§ **WHAT THE EXERCISE ASKS**
Could you render the records below as a JSON list of strings, one string per line, with blank lines dropped and the pictures left out?

§ **DATA FOR THE TASK**
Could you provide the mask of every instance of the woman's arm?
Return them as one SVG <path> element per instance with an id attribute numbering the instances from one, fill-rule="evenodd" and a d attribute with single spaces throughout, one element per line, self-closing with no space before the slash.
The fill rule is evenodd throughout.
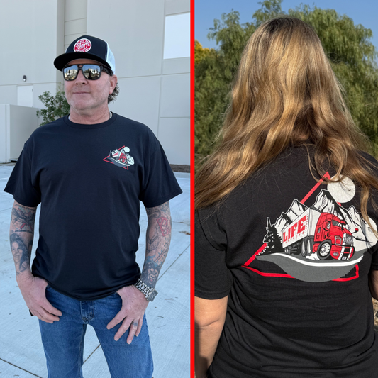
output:
<path id="1" fill-rule="evenodd" d="M 195 370 L 196 378 L 206 377 L 223 328 L 228 296 L 221 299 L 195 297 Z"/>

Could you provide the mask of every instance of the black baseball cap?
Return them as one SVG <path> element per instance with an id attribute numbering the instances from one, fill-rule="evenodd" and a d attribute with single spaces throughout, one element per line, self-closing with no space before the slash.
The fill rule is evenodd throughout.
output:
<path id="1" fill-rule="evenodd" d="M 74 40 L 65 54 L 55 58 L 54 65 L 62 71 L 71 60 L 81 57 L 96 60 L 116 73 L 116 61 L 109 45 L 104 40 L 91 35 L 82 35 Z"/>

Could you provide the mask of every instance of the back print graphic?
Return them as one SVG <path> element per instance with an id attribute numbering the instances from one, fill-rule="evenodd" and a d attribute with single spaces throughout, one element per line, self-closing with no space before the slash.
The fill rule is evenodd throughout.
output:
<path id="1" fill-rule="evenodd" d="M 310 282 L 357 278 L 358 263 L 377 240 L 353 206 L 341 206 L 355 194 L 353 182 L 345 178 L 328 184 L 313 204 L 304 204 L 311 193 L 301 201 L 294 199 L 278 219 L 267 218 L 263 245 L 243 267 L 262 275 Z M 370 221 L 376 228 L 374 221 Z M 248 267 L 255 258 L 274 262 L 287 274 L 264 274 Z"/>

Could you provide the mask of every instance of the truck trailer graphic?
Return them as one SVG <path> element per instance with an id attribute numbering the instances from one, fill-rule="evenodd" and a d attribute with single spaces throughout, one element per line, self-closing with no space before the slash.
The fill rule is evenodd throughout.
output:
<path id="1" fill-rule="evenodd" d="M 354 206 L 343 207 L 326 189 L 309 207 L 293 200 L 274 223 L 267 218 L 266 230 L 262 248 L 243 266 L 257 272 L 259 260 L 269 262 L 282 269 L 276 275 L 312 282 L 358 277 L 355 267 L 377 241 Z"/>
<path id="2" fill-rule="evenodd" d="M 355 232 L 358 228 L 355 229 Z M 304 257 L 316 253 L 320 260 L 340 260 L 353 256 L 353 237 L 346 223 L 330 213 L 309 208 L 282 230 L 282 248 L 287 255 Z"/>

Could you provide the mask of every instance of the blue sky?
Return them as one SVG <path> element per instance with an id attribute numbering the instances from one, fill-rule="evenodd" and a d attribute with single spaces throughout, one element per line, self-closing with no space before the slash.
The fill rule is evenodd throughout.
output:
<path id="1" fill-rule="evenodd" d="M 281 4 L 282 11 L 287 12 L 302 3 L 316 5 L 323 9 L 333 9 L 340 14 L 350 17 L 355 24 L 362 24 L 371 29 L 373 38 L 371 40 L 378 51 L 378 1 L 377 0 L 284 0 Z M 213 26 L 214 18 L 221 18 L 223 13 L 231 9 L 238 11 L 240 23 L 252 21 L 253 13 L 261 7 L 257 1 L 252 0 L 195 0 L 195 38 L 204 48 L 216 48 L 213 40 L 209 40 L 209 28 Z"/>

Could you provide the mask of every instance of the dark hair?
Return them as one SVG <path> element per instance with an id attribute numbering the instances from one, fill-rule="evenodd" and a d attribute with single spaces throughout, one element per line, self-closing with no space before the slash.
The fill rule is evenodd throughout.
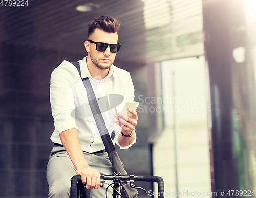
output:
<path id="1" fill-rule="evenodd" d="M 118 32 L 120 23 L 114 18 L 109 16 L 101 16 L 95 18 L 88 24 L 88 36 L 89 37 L 96 28 L 99 28 L 109 33 L 114 33 Z"/>

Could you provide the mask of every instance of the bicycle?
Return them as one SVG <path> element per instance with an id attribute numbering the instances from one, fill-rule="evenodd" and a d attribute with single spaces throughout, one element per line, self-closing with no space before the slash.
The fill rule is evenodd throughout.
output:
<path id="1" fill-rule="evenodd" d="M 106 181 L 113 181 L 112 184 L 108 184 Z M 141 181 L 150 182 L 156 182 L 158 184 L 158 197 L 163 198 L 164 196 L 164 186 L 163 180 L 161 177 L 155 176 L 139 176 L 139 175 L 122 175 L 120 173 L 113 175 L 100 175 L 100 187 L 103 187 L 105 184 L 109 185 L 106 189 L 106 198 L 108 188 L 111 186 L 113 189 L 112 196 L 113 198 L 121 198 L 121 183 L 130 183 L 132 188 L 143 190 L 146 193 L 147 191 L 144 189 L 134 185 L 134 181 Z M 113 184 L 113 187 L 111 185 Z M 84 184 L 81 182 L 81 177 L 79 175 L 74 176 L 71 180 L 71 187 L 70 188 L 70 198 L 83 198 L 85 195 L 83 194 L 84 191 L 81 190 L 84 188 Z"/>

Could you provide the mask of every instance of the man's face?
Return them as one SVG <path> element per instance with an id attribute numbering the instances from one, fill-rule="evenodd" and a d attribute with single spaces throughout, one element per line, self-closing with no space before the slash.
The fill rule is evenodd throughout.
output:
<path id="1" fill-rule="evenodd" d="M 117 44 L 118 39 L 117 33 L 109 33 L 98 28 L 95 29 L 89 38 L 94 42 L 109 44 Z M 115 60 L 116 53 L 111 52 L 109 46 L 104 52 L 99 52 L 96 50 L 95 44 L 86 41 L 86 49 L 88 53 L 88 58 L 96 67 L 101 69 L 109 69 Z"/>

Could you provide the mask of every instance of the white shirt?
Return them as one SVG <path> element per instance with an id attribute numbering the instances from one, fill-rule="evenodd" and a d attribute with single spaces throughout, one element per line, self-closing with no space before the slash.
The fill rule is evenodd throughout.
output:
<path id="1" fill-rule="evenodd" d="M 124 100 L 116 106 L 117 112 L 121 111 L 125 102 L 133 101 L 134 88 L 131 76 L 127 71 L 112 64 L 105 78 L 101 80 L 94 79 L 88 70 L 87 58 L 78 61 L 82 78 L 88 77 L 90 80 L 109 133 L 111 134 L 113 130 L 115 131 L 113 144 L 116 143 L 121 148 L 128 148 L 136 142 L 136 137 L 127 146 L 118 144 L 117 137 L 121 128 L 114 122 L 116 111 L 111 101 L 110 104 L 106 98 L 113 94 L 119 95 L 116 97 L 119 99 L 123 96 Z M 63 61 L 52 72 L 50 98 L 55 126 L 51 137 L 53 142 L 62 144 L 59 134 L 74 128 L 78 130 L 83 151 L 93 153 L 105 148 L 89 105 L 83 83 L 77 68 L 69 62 Z M 100 101 L 104 102 L 101 103 Z M 117 105 L 116 101 L 114 103 Z"/>

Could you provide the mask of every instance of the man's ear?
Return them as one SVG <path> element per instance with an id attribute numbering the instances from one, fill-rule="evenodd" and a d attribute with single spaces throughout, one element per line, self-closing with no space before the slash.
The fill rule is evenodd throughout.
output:
<path id="1" fill-rule="evenodd" d="M 87 41 L 86 41 L 86 42 L 84 42 L 84 48 L 86 48 L 86 50 L 87 52 L 87 53 L 90 52 L 90 43 L 89 43 L 89 41 L 88 41 L 87 40 Z"/>

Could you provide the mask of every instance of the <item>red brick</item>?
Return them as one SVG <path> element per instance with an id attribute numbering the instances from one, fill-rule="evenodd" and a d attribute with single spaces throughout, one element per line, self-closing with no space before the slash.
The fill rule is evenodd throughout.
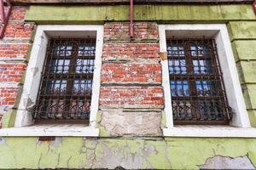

§ **EXERCISE RESPONSE**
[
  "Could you provide the mask of every instance of the woman's arm?",
  "Return them as one SVG <path> element per instance with an id attribute numbering the instances from one, fill-rule=\"evenodd\" and a d attribute with single spaces throughout, one element per line, self-closing with no space before the slash.",
  "The fill rule is evenodd throughout.",
  "output:",
  "<path id=\"1\" fill-rule=\"evenodd\" d=\"M 195 370 L 196 378 L 206 377 L 223 328 L 228 296 L 221 299 L 195 297 Z\"/>",
  "Could you provide the mask of every instance of the black baseball cap?",
  "Return them as one SVG <path> element per instance with an id attribute numbering the instances from one, fill-rule=\"evenodd\" and a d attribute with single spaces throughout, one element per line, self-closing with no space before the slash.",
  "The fill rule is evenodd throughout.",
  "output:",
  "<path id=\"1\" fill-rule=\"evenodd\" d=\"M 74 40 L 65 54 L 55 58 L 54 65 L 62 71 L 71 60 L 81 57 L 96 60 L 116 73 L 116 61 L 109 45 L 104 40 L 91 35 L 82 35 Z\"/>",
  "Could you provide the mask of every instance of the back print graphic?",
  "Return them as one SVG <path> element per instance with an id attribute numbering the instances from one, fill-rule=\"evenodd\" and a d attribute with single spaces throughout, one element per line, self-closing with no space before the slash.",
  "The fill rule is evenodd throughout.",
  "output:",
  "<path id=\"1\" fill-rule=\"evenodd\" d=\"M 310 282 L 357 278 L 358 263 L 377 240 L 353 206 L 341 206 L 355 194 L 353 182 L 345 178 L 328 184 L 313 204 L 304 204 L 311 193 L 301 201 L 294 199 L 278 219 L 267 218 L 263 245 L 243 267 L 262 275 Z M 370 221 L 376 228 L 374 221 Z M 248 267 L 255 258 L 274 262 L 287 274 L 264 274 Z\"/>",
  "Could you provide the mask of every instance of the truck trailer graphic?",
  "Return them as one SVG <path> element per instance with an id attribute numbering the instances from one, fill-rule=\"evenodd\" and a d attribute with single spaces throughout, one element per line, self-closing with no space before the slash.",
  "The fill rule is evenodd throughout.",
  "output:",
  "<path id=\"1\" fill-rule=\"evenodd\" d=\"M 354 206 L 343 207 L 326 189 L 309 207 L 293 200 L 274 223 L 267 218 L 266 230 L 262 248 L 243 266 L 257 272 L 259 260 L 269 262 L 282 269 L 276 275 L 312 282 L 358 277 L 355 267 L 377 241 Z\"/>",
  "<path id=\"2\" fill-rule=\"evenodd\" d=\"M 355 232 L 358 228 L 355 229 Z M 304 257 L 316 253 L 320 260 L 340 260 L 353 256 L 353 237 L 346 223 L 330 213 L 309 208 L 282 230 L 282 248 L 287 255 Z\"/>",
  "Could you provide the mask of every instance of the blue sky?",
  "Return them as one SVG <path> element per instance with an id attribute numbering the instances from one, fill-rule=\"evenodd\" and a d attribute with single spaces throughout, one element per line, self-closing with no space before the slash.",
  "The fill rule is evenodd throughout.",
  "output:",
  "<path id=\"1\" fill-rule=\"evenodd\" d=\"M 281 4 L 282 11 L 287 12 L 302 3 L 316 5 L 323 9 L 333 9 L 340 14 L 350 17 L 355 24 L 362 24 L 371 29 L 373 38 L 371 40 L 378 51 L 378 1 L 377 0 L 284 0 Z M 213 26 L 214 18 L 221 18 L 223 13 L 231 9 L 238 11 L 240 23 L 252 21 L 253 13 L 261 7 L 257 1 L 252 0 L 195 0 L 195 38 L 204 48 L 216 48 L 213 40 L 209 40 L 209 28 Z\"/>",
  "Could you provide the mask of every instance of the dark hair?",
  "Return them as one SVG <path> element per instance with an id attribute numbering the instances from one, fill-rule=\"evenodd\" and a d attribute with single spaces throughout, one element per line, self-closing with no space before the slash.",
  "The fill rule is evenodd throughout.",
  "output:",
  "<path id=\"1\" fill-rule=\"evenodd\" d=\"M 118 32 L 120 23 L 114 18 L 109 16 L 101 16 L 95 18 L 88 24 L 88 36 L 89 37 L 96 28 L 99 28 L 109 33 L 114 33 Z\"/>",
  "Could you provide the mask of every instance of the bicycle?",
  "Return them as one SVG <path> element per instance with an id attribute numbering the instances from one, fill-rule=\"evenodd\" and a d attribute with single spaces throughout, one element per line, self-closing with no space before the slash.",
  "The fill rule is evenodd throughout.",
  "output:",
  "<path id=\"1\" fill-rule=\"evenodd\" d=\"M 106 181 L 113 181 L 112 184 L 108 184 Z M 141 181 L 150 182 L 156 182 L 158 184 L 158 197 L 163 198 L 164 196 L 164 186 L 163 180 L 161 177 L 155 176 L 139 176 L 139 175 L 122 175 L 120 173 L 113 175 L 100 175 L 100 187 L 103 187 L 105 184 L 109 185 L 106 189 L 106 198 L 108 188 L 111 186 L 113 189 L 112 196 L 113 198 L 121 198 L 121 183 L 130 183 L 132 188 L 143 190 L 146 193 L 147 191 L 144 189 L 134 185 L 134 181 Z M 113 184 L 113 187 L 111 185 Z M 84 184 L 81 182 L 81 177 L 79 175 L 74 176 L 71 180 L 71 187 L 70 188 L 70 198 L 83 198 L 85 195 L 83 194 L 84 191 L 81 190 L 84 188 Z\"/>",
  "Could you provide the mask of every instance of the man's face?",
  "Return them as one SVG <path> element per instance with an id attribute numbering the instances from one, fill-rule=\"evenodd\" and a d attribute with single spaces throughout, one element per line, self-closing with no space before the slash.",
  "The fill rule is evenodd throughout.",
  "output:",
  "<path id=\"1\" fill-rule=\"evenodd\" d=\"M 117 44 L 118 39 L 117 33 L 109 33 L 98 28 L 95 29 L 89 38 L 94 42 L 109 44 Z M 115 60 L 116 53 L 111 52 L 109 46 L 104 52 L 99 52 L 96 50 L 95 44 L 86 41 L 86 49 L 88 53 L 88 58 L 96 67 L 101 69 L 109 69 Z\"/>",
  "Could you provide the mask of every instance of the white shirt?",
  "Return them as one SVG <path> element per instance with an id attribute numbering the instances from one, fill-rule=\"evenodd\" and a d attribute with single spaces throughout, one element per line, self-closing with no space before the slash.",
  "The fill rule is evenodd throughout.",
  "output:",
  "<path id=\"1\" fill-rule=\"evenodd\" d=\"M 124 100 L 116 106 L 117 112 L 121 111 L 125 102 L 133 101 L 134 88 L 131 76 L 127 71 L 112 64 L 105 78 L 101 80 L 94 79 L 88 70 L 87 58 L 78 61 L 82 78 L 88 77 L 90 80 L 109 133 L 111 134 L 113 130 L 115 131 L 113 144 L 116 143 L 121 148 L 128 148 L 136 142 L 136 137 L 127 146 L 118 144 L 117 137 L 121 128 L 114 122 L 116 111 L 111 101 L 110 104 L 106 98 L 113 94 L 119 95 L 116 97 L 119 99 L 123 96 Z M 63 61 L 52 72 L 50 98 L 55 126 L 51 137 L 53 142 L 62 144 L 59 134 L 74 128 L 78 130 L 83 151 L 93 153 L 105 148 L 89 105 L 83 83 L 77 68 L 69 62 Z M 100 101 L 104 102 L 101 103 Z M 117 105 L 116 101 L 114 103 Z\"/>",
  "Could you provide the mask of every instance of the man's ear?",
  "Return them as one SVG <path> element per instance with an id attribute numbering the instances from one, fill-rule=\"evenodd\" and a d attribute with single spaces throughout, one element per line, self-closing with no space before the slash.",
  "The fill rule is evenodd throughout.",
  "output:",
  "<path id=\"1\" fill-rule=\"evenodd\" d=\"M 87 41 L 86 41 L 86 42 L 84 42 L 84 48 L 86 48 L 86 50 L 87 52 L 87 53 L 90 52 L 90 43 L 89 43 L 89 41 L 88 41 L 87 40 Z\"/>",
  "Could you provide the mask of every instance of the <item>red brick</item>?",
  "Return them as one SVG <path> element per instance with an id attribute numbering the instances from one, fill-rule=\"evenodd\" and a d attribute with single spaces throughout, one element per line, self-closing with no space before the slash.",
  "The fill rule is evenodd throughout."
]